**The task**
Reproduce each of the following items word for word, with every line and number unchanged.

□ □ □ □ □

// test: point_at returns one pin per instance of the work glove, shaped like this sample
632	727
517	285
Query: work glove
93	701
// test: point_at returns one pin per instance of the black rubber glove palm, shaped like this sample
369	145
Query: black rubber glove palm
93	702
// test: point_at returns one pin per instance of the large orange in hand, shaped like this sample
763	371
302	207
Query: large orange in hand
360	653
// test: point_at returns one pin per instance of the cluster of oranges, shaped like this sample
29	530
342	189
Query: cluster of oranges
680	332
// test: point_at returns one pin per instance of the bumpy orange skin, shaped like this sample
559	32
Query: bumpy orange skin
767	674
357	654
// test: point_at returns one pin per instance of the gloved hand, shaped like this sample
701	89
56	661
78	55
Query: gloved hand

□ □ □ □ □

**The solution**
// test: point_at returns one pin per instance of the work glove, shaped like this sample
632	727
517	285
Query: work glove
93	701
// test: point_at returns one pin per instance of the black rubber glove palm, shaped like this sample
369	145
Query: black rubber glove palm
93	702
// test: point_at returns one pin per instance of the large orange in hand, shaped like this sample
763	371
302	207
Query: large orange in hand
360	653
// test: point_at returns one pin per instance of the cluster of oranges, shaped like this sample
29	530
342	189
Query: cluster of oranges
680	332
// test: point_at returns one pin per instance of the bumpy orange skin, shaped like this sample
559	32
Query: bumpy orange skin
767	674
357	654
// test: point_at returns one pin per instance of the gloved hand, shaped like this sample
701	89
56	661
78	55
Query: gloved hand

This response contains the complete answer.